*Selection*.
Clip it good: How marketers are making experiences worth clipping
As short-form content proliferates online, brands may need to adapt content strategies to match.
• 6 min read
You might not watch an entire 72-hour live stream. But you might watch clips of it.
That’s something TBWA\Chiat\Day Chicago’s Skittles team understood when planning a content strategy around a recent effort involving the “Skittles Gaming Flute,” a branded flute video game controller. The candy brand sent the controller to gamers who then livestreamed themselves learning how to play the instrument-come-controller over the course of a weekend in March. One streamer, PointCrow, even conducted a marathon stream that stretched over multiple days.
As the livestreams continued on, the team reviewed the footage in real time, picking out segments to clip and highlight on Skittles’s social channels.
“You look at politics and sports, it’s how a lot of people consume,” Brian Culp, group creative director at TBWA\Chiat\Day Chicago, told Marketing Brew. “So, man, if we can make brand experiences that are worth sharing like that—then it’s how a lot of people are going to experience it.”
Clipping, which refers to taking short bites of content and distributing it across the internet, has become a common practice that mainstream marketers like Skittles are dabbling in. The process is, according to Forbes, already used by fintech and crypto brands to promote their founders.

*Provided material*.
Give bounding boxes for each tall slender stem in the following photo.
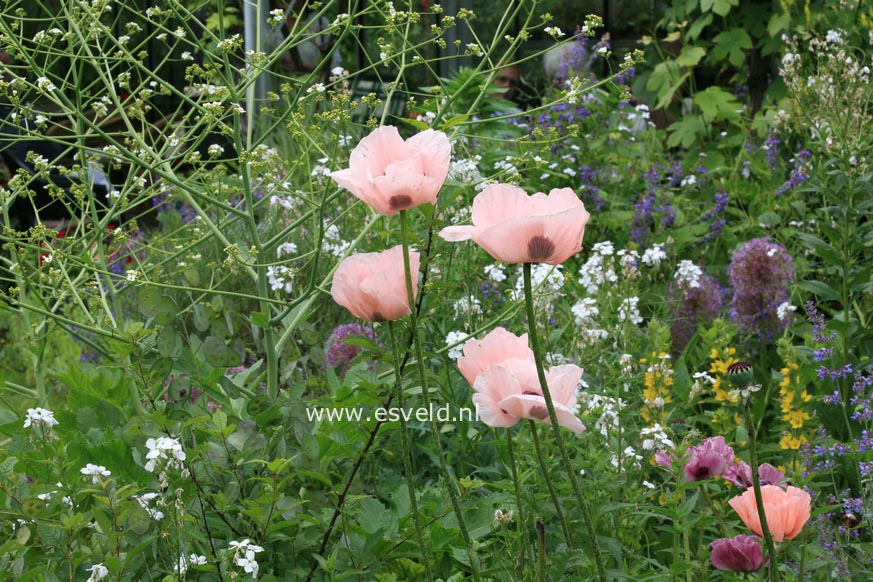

*Objectives*.
[a] Quote the part of the clipping article starting with "That’s something TBWA\Chiat\Day" and going on through "over multiple days.".
[b] Extend the article on clipping with new text that picks up after its final sentence.
The material after the clipping article is unrelated and can be set aside.

*Results of the exercise*.
[a]
That’s something TBWA\Chiat\Day Chicago’s Skittles team understood when planning a content strategy around a recent effort involving the “Skittles Gaming Flute,” a branded flute video game controller. The candy brand sent the controller to gamers who then livestreamed themselves learning how to play the instrument-come-controller over the course of a weekend in March. One streamer, PointCrow, even conducted a marathon stream that stretched over multiple days.

[b]
Some brands are considering clippable output when concepting creative content strategies. Last fall, Kendall Tucker, head of creative experimentation at the B2B expense management platform Ramp, told us the company realized that one camera wouldn’t provide enough clippable content for a planned seven-hour livestream with The Office star Brian Baumgartner, so the company ended up using five dedicated cameras for more interesting and varied clips.
Slicing and dicing a lengthy livestream into dozens or even hundreds of clips that post across as many accounts is just one approach as brands venture into clipping. The goal is often to generate buzz and attention, and it comes amid a rush of AI-generated content and bot farms that can generate manufactured discourse for just about everything under the sun (maybe even the latest hot indie band.)
Whether that will translate into real appreciation is another story—but many marketers are betting that it will help them stand out in an ever-crowded digital landscape.
“A lot of brands that are getting involved in clipping today…are either being very forward-thinking and really trying to push the needle and be some of the more innovative brands,” said Jason Wilhelm, president and co-founder of the entertainment company Fixated, which works with creators and facilitates clipping content creation. “And a lot of brands are just dipping their toes in the water and seeing how this works.”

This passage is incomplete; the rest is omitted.